**TASK DIRECTIONS**: The reply should hold every entry exactly as written and none of the pictures.

─── INFORMATION SUPPLIED ───

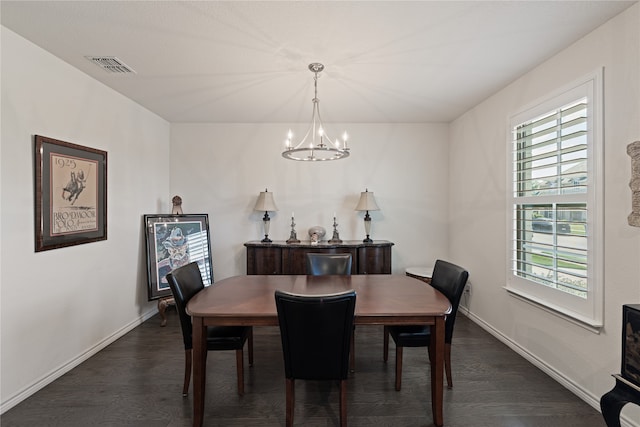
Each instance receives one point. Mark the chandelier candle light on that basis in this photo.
(367, 203)
(265, 204)
(310, 149)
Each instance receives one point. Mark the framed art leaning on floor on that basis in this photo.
(173, 241)
(70, 194)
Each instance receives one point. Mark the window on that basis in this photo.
(555, 202)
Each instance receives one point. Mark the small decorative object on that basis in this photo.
(633, 150)
(173, 241)
(316, 234)
(367, 203)
(177, 205)
(336, 236)
(293, 238)
(265, 203)
(71, 194)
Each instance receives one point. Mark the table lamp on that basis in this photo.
(265, 203)
(367, 203)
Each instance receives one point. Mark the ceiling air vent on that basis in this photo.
(111, 64)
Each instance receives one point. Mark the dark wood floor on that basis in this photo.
(137, 381)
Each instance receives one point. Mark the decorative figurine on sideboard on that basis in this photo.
(335, 239)
(293, 238)
(316, 233)
(367, 203)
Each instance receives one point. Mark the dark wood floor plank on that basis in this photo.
(137, 381)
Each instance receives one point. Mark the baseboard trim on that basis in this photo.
(589, 398)
(63, 369)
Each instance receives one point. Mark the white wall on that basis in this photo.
(219, 169)
(60, 306)
(581, 360)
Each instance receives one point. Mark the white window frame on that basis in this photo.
(585, 311)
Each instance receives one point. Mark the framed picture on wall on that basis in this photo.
(173, 241)
(70, 194)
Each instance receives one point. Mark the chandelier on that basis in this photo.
(316, 145)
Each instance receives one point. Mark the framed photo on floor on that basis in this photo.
(70, 194)
(173, 241)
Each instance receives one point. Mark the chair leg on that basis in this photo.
(447, 364)
(251, 347)
(240, 371)
(188, 354)
(385, 346)
(343, 403)
(398, 367)
(290, 401)
(352, 356)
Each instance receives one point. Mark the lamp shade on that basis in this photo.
(367, 202)
(265, 202)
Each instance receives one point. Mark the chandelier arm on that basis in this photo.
(310, 130)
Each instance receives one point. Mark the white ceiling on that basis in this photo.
(246, 61)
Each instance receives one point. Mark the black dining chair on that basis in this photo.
(316, 335)
(319, 264)
(449, 279)
(185, 282)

───

**OUTPUT FOR THIS TASK**:
Each instance receives one point. Mark the chandelier candle light on that basis in this photo.
(367, 203)
(265, 204)
(310, 149)
Each instance receives one point. Mark the framed art leaning on floor on that basis in this photo.
(173, 241)
(70, 194)
Each instance receives one point. Mark the window on that basis in this photo.
(555, 202)
Each instance receives one point. Mark the small decorative object on that basis in this photo.
(633, 150)
(173, 241)
(316, 234)
(367, 203)
(177, 205)
(336, 236)
(293, 238)
(265, 203)
(71, 194)
Each instance receives one point. Mark the table lamp on that basis in this photo.
(265, 203)
(367, 203)
Each instance receives one point. Mark the ceiling air vent on that basis in this photo.
(111, 64)
Each instance receives one point. Mark the dark wood floor on that basis in this photo.
(137, 381)
Each instance receives one point. Mark the decorative figurine on sideboard on that basis in this photo.
(335, 239)
(293, 238)
(316, 233)
(367, 203)
Each instance receives one point. Mark the dark wood floor plank on that basis in this photo.
(137, 381)
Each instance receives one point. Mark the baseboard trim on that basis in this photo.
(589, 398)
(63, 369)
Each instance receives one point. Mark the white wall on that basis in this photo.
(219, 169)
(60, 306)
(581, 360)
Each instance receives one point. Mark the white window frame on that basis in this photo.
(585, 311)
Each instance receives one point. Mark the framed picture on wall on that basis in this photo.
(173, 241)
(70, 194)
Each instance receives one point. Mark the chandelier on that basis in this photo.
(316, 145)
Each instance receives one point. Mark the framed photo on floor on that basis in this photo.
(70, 194)
(173, 241)
Each instance receives one point. Mark the chair leg on that basis in this photo.
(447, 364)
(251, 347)
(240, 371)
(188, 354)
(385, 346)
(343, 403)
(398, 367)
(290, 401)
(352, 356)
Each instance receives one point. Mark the lamp shade on that basis in this photo.
(367, 202)
(265, 202)
Each instance receives one point. Mark the chandelier arm on that basis in this photo.
(310, 130)
Each instance receives one point. Mark the white ceiling on that basis in this photo.
(246, 61)
Each instance receives one point. Mark the black dining chair on that basis in this photo.
(316, 335)
(319, 264)
(449, 279)
(185, 282)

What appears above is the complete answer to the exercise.